A maior controvérsia sobre o Regime Especial de Tributação (RET) e o Patrimônio de Afetação era (e esperamos que não seja mais) sobre a possibilidade de aproveitamento do RET após a extinção de Patrimônio de Afetação. Isso porque, o RET está vinculado à tributação da receita de venda das unidades decorrentes da incorporação imobiliária, o que pode ocorrer durante a vigência da obra, ou após o seu encerramento, momento no qual haverá a extinção do Patrimônio de Afetação.
A questão controvertida, portanto, trata da possibilidade de tributação da receita de venda das unidades pelo RET, mesmo após a conclusão das obras, com a consequente extinção do Patrimônio de Afetação.
Este artigo abordará as recentes alterações trazidas pela lei Federal 14.382/2022 que, com o objetivo de sanar as discussões sobre o tema, incluiu os parágrafos 1º e 3º ao art. 31-E da lei Federal 4.591/64 (Lei de Incorporações Imobiliárias) – que tratam sobre o Patrimônio de Afetação e sobre o RET.
Patrimônio de Afetação x Regime Especial de Tributação
Nos termos do art. 31-A da Lei de Incorporações Imobiliárias, o Patrimônio de Afetação é baseado na segregação do patrimônio da incorporação (entendido como o terreno e as acessões objeto da incorporação, bem como os bens e direitos a ele vinculados), do patrimônio do incorporador. Por meio da afetação, os bens e direitos da incorporação deixam de se comunicar com bens, direitos e demais obrigações do patrimônio geral do incorporador, de modo que dívidas e obrigações não vinculadas à incorporação não podem alcançar a solvência do empreendimento imobiliário.

════

A TAREFA: Escreva a continuação do texto sobre o RET e o Patrimônio de Afetação, começando logo depois da última frase mostrada.

════

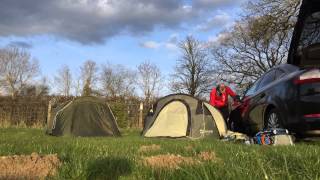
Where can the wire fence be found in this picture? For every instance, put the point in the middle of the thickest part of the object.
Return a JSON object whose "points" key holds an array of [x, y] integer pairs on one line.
{"points": [[33, 111]]}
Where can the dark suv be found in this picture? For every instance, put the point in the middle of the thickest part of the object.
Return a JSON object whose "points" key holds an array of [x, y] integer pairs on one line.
{"points": [[288, 96]]}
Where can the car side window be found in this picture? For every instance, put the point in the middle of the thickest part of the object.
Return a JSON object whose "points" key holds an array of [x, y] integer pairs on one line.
{"points": [[253, 88], [279, 73], [267, 79]]}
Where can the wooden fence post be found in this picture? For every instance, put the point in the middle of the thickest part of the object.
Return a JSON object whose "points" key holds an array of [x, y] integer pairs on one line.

════

RESULTADO:
O objetivo principal da criação do Patrimônio de Afetação é proteger a incorporação contra os riscos patrimoniais de outros negócios da incorporadora1, de modo a garantir que todas as receitas da incorporação sejam direcionadas ao empreendimento, assegurando, assim, a sua conclusão. Trata-se, portanto, de medida que traz maior segurança aos adquirentes e investidores.
Com o objetivo de incentivar as incorporadas a afetarem o patrimônio, a legislação tributária instituiu o RET, regulamentado pela lei Federal 10.931/04. Conforme art. 2º, II, desta lei, a afetação do patrimônio é requisito essencial para adesão ao RET.
Por meio do RET, a receita de venda de unidades imobiliárias fica sujeita à tributação de 4%. A alíquota de 4% corresponde ao pagamento (i) do Imposto de Renda das Pessoas Jurídicas – IRPJ, (ii) Contribuição Social sobre o Lucro Líquido – CSLL, (iii) Contribuição para os Programas de Integração Social e de Formação do Patrimônio do Servidor Público - PIS/PASEP e (iv) Contribuição para Financiamento da Seguridade Social - COFINS.
Esse regime tributário (RET) é aplicável às incorporadoras em caráter opcional e irretratável, enquanto perdurarem os direitos de crédito ou obrigações do incorporador perante os adquirentes dos imóveis que compõem a incorporação. Ou seja, mesmo após o término da obra e obtenção do habite-se, a receita decorrente da venda das unidades imobiliárias permanece sujeita ao RET.
Em comparação ao Lucro Presumido, o RET é vantajoso, na maioria dos casos, não apenas pela simplificação do recolhimento (alíquota única e conjunta), mas também pela carga tributária total. No Lucro Presumido, a receita de venda de unidades imobiliárias poderá ser tributada por até 6,73% (alíquota efetiva de IRPJ, CSLL, PIS e COFINS). Além disso, as receitas financeiras e variações monetárias são tributadas diretamente pelo IRPJ e pela CSLL, com alíquota efetiva que pode chegar a 34%.
Assim, por mais que o Lucro Presumido seja uma (boa) opção para as incorporadoras, nota-se que a adesão ao RET tende a ser a alternativa mais vantajosa sob o ponto de vista tributário, permitindo uma redução atrativa da carga tributária.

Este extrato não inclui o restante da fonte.